An infinite loop is created when a program doesn’t run the way it is expected; either because of an unforeseen situation or simply because of a portion of code that wasn’t written quite the way it should have been.

This example, contains a portion of code that can run on any machine, not just an embedded ARM system. This code is from the gdb tutorial and explains beautifully how to analyze infinite loops. You can compile this code on an ARM system or on a desktop.

#include <stdio.h>

#include <ctype.h>

int main(int argc, char **argv)

{

char c;

c = fgetc(stdin);

while (c != EOF)

{

if(isalnum(c))

printf("%c", c);

else

c = fgetc(stdin);

}

return 1;

}

By looking quickly at the code, it looks obvious that this routine will look at the standard input, and if the char read is alphanumerical, it will be printed to the standard output; otherwise, it waits for another char to restart the loop. However, there is a hidden problem. Running the program gives a hint.

> a.out

Hello, world!

HHHHHHHHHHHHHHHHHHHHHHHHH [...]

This is not what was expected. The program continues to print out the first letter, and you have to quit the program. Take a closer look at this program. You can add some printf traces inside the loop, but it is often easier to not modify the program and use a debugger—in this example, the GNU Debugger.

■ ■ ■ ■ ■ ■ ■

- _STATED TASK_
Reproduce everything in the debugging text from "An infinite loop" down to "should have been.", substituting "endless loop" for "infinite loop".

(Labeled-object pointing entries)
■ ■ ■ ■ ■ ■ ■

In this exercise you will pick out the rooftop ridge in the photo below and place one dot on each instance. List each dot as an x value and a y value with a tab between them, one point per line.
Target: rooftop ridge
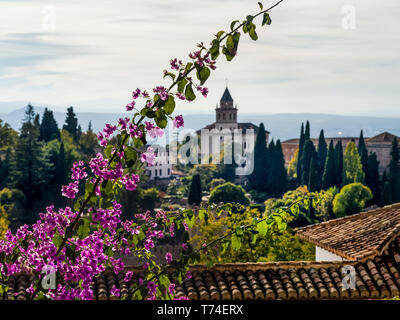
376	247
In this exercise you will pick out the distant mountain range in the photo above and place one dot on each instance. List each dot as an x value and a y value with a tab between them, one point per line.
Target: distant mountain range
281	126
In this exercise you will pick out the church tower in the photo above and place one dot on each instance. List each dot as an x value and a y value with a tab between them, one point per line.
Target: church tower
226	113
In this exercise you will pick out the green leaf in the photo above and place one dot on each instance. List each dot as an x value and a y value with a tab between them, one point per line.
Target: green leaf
108	151
233	24
164	281
83	228
189	94
214	50
169	106
189	66
252	32
57	240
266	19
262	227
203	73
106	189
219	34
130	156
161	119
231	47
235	243
148	112
181	85
170	74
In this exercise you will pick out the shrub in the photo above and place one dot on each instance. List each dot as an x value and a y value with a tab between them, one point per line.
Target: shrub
229	193
351	199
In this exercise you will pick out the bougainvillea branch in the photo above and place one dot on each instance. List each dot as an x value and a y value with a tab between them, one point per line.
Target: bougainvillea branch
77	244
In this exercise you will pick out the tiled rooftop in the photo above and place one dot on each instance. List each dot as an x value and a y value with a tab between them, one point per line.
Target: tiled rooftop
371	239
375	278
356	237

■ ■ ■ ■ ■ ■ ■

- _CORRECT RESPONSE_
An endless loop is created when a program doesn’t run the way it is expected; either because of an unforeseen situation or simply because of a portion of code that wasn’t written quite the way it should have been.